"Unsere Vision ist, dass Lehrkräftebildung zu einem integralen Bestandteil der FU wird, wissenschaftlich fundiert betrieben wird und wir den Platz der Fachwissenschaften in der Lehrkräftebildung aushandeln können."
Im Gespräch mit dem Direktorium der Dahlem School of Education (DSE) zu ihrer täglichen Arbeit sowie den aktuellen und zukünftigen Herausforderungen der Lehrkräftebildung an der Freien Universität (FU) Berlin.
17.02.2021
"Auf einen Kaffee mit K2teach" traf sich 2021 (selbstverständlich virtuell) mit dem Direktorium der Dahlem School of Education. Gesprochen haben wir mit Prof. Daniela Caspari (Didaktik der romanischen Sprachen), mit Prof. Uwe Gellert (Mathematische Bildung und Gesellschaft) und mit Prof. Martin Lücke (Didaktik der Geschichte) über ihr Rollenverständnis, die täglichen Herausforderungen der Direktoriumsarbeit sowie über ihre Visionen für die Lehrkräftebildung an der FU Berlin. Dabei kam unter anderem heraus, dass das Direktorium täglich unterschiedlichste Anforderungen wie beispielsweise bildungspolitische Setzungen, den Studierendenaufwuchs und die Digitalisierung von universitärer Lehre bewältigt. Gleichzeitig hegt das Direktorium die gemeinsame Vision, die Lehrkräftebildung am Standort der FU Berlin wissenschaftlich und strukturell zu fundieren, den Dialog zwischen den Fächern zu stärken und den Platz der Fachwissenschaften in der Lehrkräftebildung auszuloten.

§ **Aufgabenstellung 1**: Nenne aus dem Textabschnitt alle Personen, mit denen das Gespräch geführt wurde, jeweils mit dem in Klammern angegebenen Fachgebiet.

§ **Zu verwendende Daten**:

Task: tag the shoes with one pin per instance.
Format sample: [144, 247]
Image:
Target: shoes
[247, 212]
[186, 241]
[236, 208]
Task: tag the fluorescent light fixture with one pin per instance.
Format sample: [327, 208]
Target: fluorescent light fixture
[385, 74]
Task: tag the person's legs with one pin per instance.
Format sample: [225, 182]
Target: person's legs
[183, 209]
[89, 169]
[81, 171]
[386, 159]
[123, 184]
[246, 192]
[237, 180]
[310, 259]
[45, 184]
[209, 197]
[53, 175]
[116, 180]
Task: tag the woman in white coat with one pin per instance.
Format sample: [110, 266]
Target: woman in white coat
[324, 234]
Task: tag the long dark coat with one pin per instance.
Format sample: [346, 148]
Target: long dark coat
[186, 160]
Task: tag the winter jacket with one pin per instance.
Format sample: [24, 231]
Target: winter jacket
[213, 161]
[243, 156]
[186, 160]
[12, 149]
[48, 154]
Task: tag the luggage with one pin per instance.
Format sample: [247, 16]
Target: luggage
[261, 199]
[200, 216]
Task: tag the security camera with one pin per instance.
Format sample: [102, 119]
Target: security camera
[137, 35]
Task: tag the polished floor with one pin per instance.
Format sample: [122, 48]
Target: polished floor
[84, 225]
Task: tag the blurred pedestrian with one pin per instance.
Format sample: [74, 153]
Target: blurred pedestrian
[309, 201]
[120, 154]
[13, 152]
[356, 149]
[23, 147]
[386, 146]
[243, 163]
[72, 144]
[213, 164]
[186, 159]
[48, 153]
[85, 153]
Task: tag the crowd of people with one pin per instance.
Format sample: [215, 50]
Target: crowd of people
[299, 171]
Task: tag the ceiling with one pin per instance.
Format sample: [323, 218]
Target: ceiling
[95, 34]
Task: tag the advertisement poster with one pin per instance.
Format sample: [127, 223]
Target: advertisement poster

§ **Aufgabenstellung 2**: Gib aus den Datenzeilen oben nur die Zeilen von der Zeile mit „Task: tag the luggage“ bis einschließlich der letzten Datenzeile erneut aus, samt Aufgabenzeilen. Addiere dabei zu jeder Koordinate in den Antworten -48.

§ **Vollständige Antwort 1**:
- Prof. Daniela Caspari (Didaktik der romanischen Sprachen)
- Prof. Uwe Gellert (Mathematische Bildung und Gesellschaft)
- Prof. Martin Lücke (Didaktik der Geschichte)

§ **Vollständige Antwort 2**:
Task: tag the luggage with one pin per instance.
Format sample: [247, 16]
Target: luggage
[213, 151]
[152, 168]
Task: tag the security camera with one pin per instance.
Format sample: [102, 119]
Target: security camera
[89, -13]
Task: tag the polished floor with one pin per instance.
Format sample: [122, 48]
Target: polished floor
[36, 177]
Task: tag the blurred pedestrian with one pin per instance.
Format sample: [74, 153]
Target: blurred pedestrian
[261, 153]
[72, 106]
[-35, 104]
[308, 101]
[-25, 99]
[338, 98]
[195, 115]
[24, 96]
[165, 116]
[138, 111]
[0, 105]
[37, 105]
Task: tag the crowd of people with one pin per instance.
Format sample: [215, 50]
Target: crowd of people
[251, 123]
Task: tag the ceiling with one pin per instance.
Format sample: [323, 218]
Target: ceiling
[47, -14]
Task: tag the advertisement poster with one pin per instance.
Format sample: [127, 223]
Target: advertisement poster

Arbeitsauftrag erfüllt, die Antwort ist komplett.